Prompt -> Rewrite the lines below as a numbered list, skipping any blank lines.

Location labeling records
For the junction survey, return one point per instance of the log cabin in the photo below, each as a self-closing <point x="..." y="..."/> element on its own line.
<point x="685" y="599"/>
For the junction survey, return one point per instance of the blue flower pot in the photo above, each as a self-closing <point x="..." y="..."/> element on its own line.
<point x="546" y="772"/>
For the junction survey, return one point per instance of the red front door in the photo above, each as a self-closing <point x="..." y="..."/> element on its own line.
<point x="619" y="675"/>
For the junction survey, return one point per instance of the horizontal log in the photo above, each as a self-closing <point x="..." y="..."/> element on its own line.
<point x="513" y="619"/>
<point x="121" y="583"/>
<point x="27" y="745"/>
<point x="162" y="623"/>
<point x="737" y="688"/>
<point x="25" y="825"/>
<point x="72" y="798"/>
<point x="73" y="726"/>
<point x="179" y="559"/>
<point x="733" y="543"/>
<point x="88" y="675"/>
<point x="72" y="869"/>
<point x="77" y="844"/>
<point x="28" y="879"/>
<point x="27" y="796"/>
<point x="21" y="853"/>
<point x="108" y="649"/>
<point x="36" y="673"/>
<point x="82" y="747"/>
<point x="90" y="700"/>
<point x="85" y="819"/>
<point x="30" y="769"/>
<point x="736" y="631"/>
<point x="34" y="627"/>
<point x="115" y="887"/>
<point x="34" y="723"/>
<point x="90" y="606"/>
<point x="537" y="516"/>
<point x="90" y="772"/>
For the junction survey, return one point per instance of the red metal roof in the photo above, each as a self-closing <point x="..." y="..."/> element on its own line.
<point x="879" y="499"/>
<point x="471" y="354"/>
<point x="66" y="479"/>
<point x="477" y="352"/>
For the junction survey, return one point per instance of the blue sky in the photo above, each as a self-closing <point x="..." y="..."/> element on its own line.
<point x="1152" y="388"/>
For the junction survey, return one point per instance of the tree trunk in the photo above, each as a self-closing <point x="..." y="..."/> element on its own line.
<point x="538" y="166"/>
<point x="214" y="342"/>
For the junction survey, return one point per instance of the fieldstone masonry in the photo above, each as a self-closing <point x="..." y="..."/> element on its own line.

Solution to this problem ->
1. For the junction survey, return one point per instance of the log cabin in the photo below, each as a self-closing <point x="..." y="..."/> element on its own line.
2. <point x="685" y="599"/>
3. For the junction survey, return one point per instance of the blue flower pot in the photo above, each as a self-closing <point x="..." y="..."/> element on its own line.
4. <point x="546" y="772"/>
5. For the junction survey, return one point per instance of the red front door in the photo above, each as a self-closing <point x="..." y="..."/> element on its own line.
6. <point x="619" y="675"/>
7. For the junction survey, return one point per instance of the horizontal log in the photo above, each as a self-closing <point x="..." y="..."/> element on its own line.
8. <point x="513" y="619"/>
9. <point x="121" y="583"/>
10. <point x="27" y="745"/>
11. <point x="162" y="623"/>
12. <point x="737" y="688"/>
13. <point x="25" y="825"/>
14. <point x="72" y="798"/>
15. <point x="73" y="726"/>
16. <point x="179" y="559"/>
17. <point x="733" y="543"/>
18. <point x="88" y="675"/>
19. <point x="72" y="869"/>
20. <point x="77" y="844"/>
21. <point x="28" y="879"/>
22. <point x="27" y="796"/>
23. <point x="21" y="853"/>
24. <point x="108" y="649"/>
25. <point x="36" y="673"/>
26. <point x="82" y="747"/>
27. <point x="90" y="700"/>
28. <point x="85" y="819"/>
29. <point x="30" y="769"/>
30. <point x="736" y="631"/>
31. <point x="34" y="627"/>
32. <point x="115" y="887"/>
33. <point x="34" y="723"/>
34. <point x="90" y="606"/>
35. <point x="537" y="516"/>
36. <point x="90" y="772"/>
37. For the junction survey, return one point per instance of the red metal roof in the photo above, each as a self-closing <point x="..." y="..."/> element on its own line.
38. <point x="879" y="499"/>
39. <point x="471" y="354"/>
40. <point x="66" y="479"/>
41. <point x="477" y="352"/>
42. For the junction survey, return one point per instance of the blue sky in the photo above, each as a self-closing <point x="..." y="..."/> element on its own line.
43. <point x="1152" y="388"/>
44. For the junction survey, return one point per instance of the tree trunk in the photo above, each as a self-closing <point x="..." y="..."/> element on its own line.
45. <point x="538" y="166"/>
46. <point x="214" y="342"/>
47. For the junction survey, return one point per instance of the fieldstone masonry in the photo above, each as a self-closing <point x="..." y="..."/> element on its own line.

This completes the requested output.